→ PROBLEM REQUIREMENTS
Reproduce, character for character, the lines running from the one containing "instance, sample <point>449,114</point>." through the final line of the items below.

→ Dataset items
--- --- ---

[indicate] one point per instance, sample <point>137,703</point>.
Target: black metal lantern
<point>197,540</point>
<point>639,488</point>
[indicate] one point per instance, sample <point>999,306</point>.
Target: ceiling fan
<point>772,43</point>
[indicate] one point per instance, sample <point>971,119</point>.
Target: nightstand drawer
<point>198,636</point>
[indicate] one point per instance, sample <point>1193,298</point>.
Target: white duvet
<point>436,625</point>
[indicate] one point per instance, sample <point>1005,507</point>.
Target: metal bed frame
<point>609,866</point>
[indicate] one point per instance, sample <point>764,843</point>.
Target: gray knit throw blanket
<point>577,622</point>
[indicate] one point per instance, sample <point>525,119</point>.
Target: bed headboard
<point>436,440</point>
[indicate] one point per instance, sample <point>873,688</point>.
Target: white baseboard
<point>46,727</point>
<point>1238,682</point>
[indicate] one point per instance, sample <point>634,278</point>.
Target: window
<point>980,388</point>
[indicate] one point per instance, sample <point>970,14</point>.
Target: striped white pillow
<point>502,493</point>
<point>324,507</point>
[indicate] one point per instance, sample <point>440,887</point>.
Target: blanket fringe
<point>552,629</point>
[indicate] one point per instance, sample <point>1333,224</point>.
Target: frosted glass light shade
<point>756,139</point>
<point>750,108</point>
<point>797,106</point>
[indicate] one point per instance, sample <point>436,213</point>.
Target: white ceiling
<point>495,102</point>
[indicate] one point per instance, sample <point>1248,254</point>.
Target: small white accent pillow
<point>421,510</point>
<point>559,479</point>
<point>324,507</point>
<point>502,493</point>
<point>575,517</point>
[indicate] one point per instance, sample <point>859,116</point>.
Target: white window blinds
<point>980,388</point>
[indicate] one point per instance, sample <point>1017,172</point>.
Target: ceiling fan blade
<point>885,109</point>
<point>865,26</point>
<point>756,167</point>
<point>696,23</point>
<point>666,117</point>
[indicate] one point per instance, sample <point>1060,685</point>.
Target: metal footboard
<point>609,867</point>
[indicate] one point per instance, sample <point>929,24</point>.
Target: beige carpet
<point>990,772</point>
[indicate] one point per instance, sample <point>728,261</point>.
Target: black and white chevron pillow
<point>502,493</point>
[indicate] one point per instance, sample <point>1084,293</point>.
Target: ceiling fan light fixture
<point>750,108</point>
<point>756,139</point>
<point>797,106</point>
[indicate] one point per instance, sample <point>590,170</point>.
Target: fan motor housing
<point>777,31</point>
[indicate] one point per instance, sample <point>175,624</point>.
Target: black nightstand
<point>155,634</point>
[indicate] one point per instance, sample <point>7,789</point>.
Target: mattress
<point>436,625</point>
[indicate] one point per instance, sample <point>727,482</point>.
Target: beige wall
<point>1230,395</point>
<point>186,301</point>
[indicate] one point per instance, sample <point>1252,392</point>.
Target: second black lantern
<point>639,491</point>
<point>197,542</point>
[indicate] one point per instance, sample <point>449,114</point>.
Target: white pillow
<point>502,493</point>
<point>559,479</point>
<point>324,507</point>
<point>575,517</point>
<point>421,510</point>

--- --- ---

→ REPLY
[indicate] one point per instance, sample <point>449,114</point>.
Target: white pillow
<point>502,493</point>
<point>559,479</point>
<point>324,507</point>
<point>575,517</point>
<point>421,510</point>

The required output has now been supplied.